** Task input **
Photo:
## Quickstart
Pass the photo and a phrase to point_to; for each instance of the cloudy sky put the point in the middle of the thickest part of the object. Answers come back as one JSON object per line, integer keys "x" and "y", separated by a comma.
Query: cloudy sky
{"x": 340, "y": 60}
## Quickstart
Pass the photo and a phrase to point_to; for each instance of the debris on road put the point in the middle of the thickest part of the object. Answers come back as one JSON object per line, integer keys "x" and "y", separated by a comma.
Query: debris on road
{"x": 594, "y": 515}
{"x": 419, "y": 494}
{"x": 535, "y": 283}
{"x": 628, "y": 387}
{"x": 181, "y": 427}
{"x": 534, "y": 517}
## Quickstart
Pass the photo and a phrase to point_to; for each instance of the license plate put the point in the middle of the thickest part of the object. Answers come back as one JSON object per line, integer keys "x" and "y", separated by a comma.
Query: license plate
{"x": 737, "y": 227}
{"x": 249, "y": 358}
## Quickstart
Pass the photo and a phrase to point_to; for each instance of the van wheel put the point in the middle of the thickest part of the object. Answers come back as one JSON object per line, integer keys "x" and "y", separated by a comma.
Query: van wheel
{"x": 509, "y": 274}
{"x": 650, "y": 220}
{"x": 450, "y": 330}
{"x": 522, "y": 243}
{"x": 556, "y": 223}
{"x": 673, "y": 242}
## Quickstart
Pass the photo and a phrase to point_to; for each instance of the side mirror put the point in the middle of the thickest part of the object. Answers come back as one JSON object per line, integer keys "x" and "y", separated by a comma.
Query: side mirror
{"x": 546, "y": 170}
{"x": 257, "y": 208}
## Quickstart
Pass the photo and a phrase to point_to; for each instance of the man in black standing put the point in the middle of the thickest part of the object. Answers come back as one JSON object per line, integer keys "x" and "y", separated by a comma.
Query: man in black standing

** Exercise brief **
All records are to be retyped exactly. None may be omitted.

** Result of this exercise **
Photo:
## Quickstart
Pass the photo and a phrase to point_to; for each instance of the cloudy sky put the point in the middle of the thickest part of the object. Answers come back as one JSON object per line, integer keys "x" and "y", separated by a comma.
Query: cloudy sky
{"x": 340, "y": 60}
## Quickstart
Pass the photo and a phrase to point_to; for each instance of the debris on road put the point in the middle of the thickest part of the object. Answers come back as one JSON object per line, integer keys "x" and "y", separated by a comma.
Query: debris on road
{"x": 594, "y": 515}
{"x": 419, "y": 494}
{"x": 535, "y": 283}
{"x": 628, "y": 387}
{"x": 181, "y": 427}
{"x": 534, "y": 517}
## Quickstart
Pass the photo and a phrase to point_to; for each instance of the license plate put the point in the middle of the thickest part of the object. Answers come back as one JSON object per line, integer keys "x" and "y", separated by a comma.
Query: license plate
{"x": 737, "y": 227}
{"x": 249, "y": 358}
## Quickstart
Pass the photo and a phrase to point_to; for each instance of the van wheel put the point in the middle of the thickest part of the object. Answers come back as one JSON object per line, integer keys "x" and "y", separated by a comma.
Query: van wheel
{"x": 509, "y": 274}
{"x": 650, "y": 220}
{"x": 450, "y": 330}
{"x": 522, "y": 243}
{"x": 556, "y": 223}
{"x": 673, "y": 242}
## Quickstart
Pass the photo and a phrase to point_to; for each instance of the side mirror put the point in the middle of the thickest part of the object. Answers come back as one JSON object per line, integer keys "x" and "y", separated by a comma.
Query: side mirror
{"x": 546, "y": 170}
{"x": 257, "y": 208}
## Quickstart
Pass the photo and a phrase to point_to; for each instance of the man in black standing put the point in the middle of the thickest part of the object. Answers come back as one JSON object per line, integer keys "x" and "y", separated by a comma.
Query: man in black standing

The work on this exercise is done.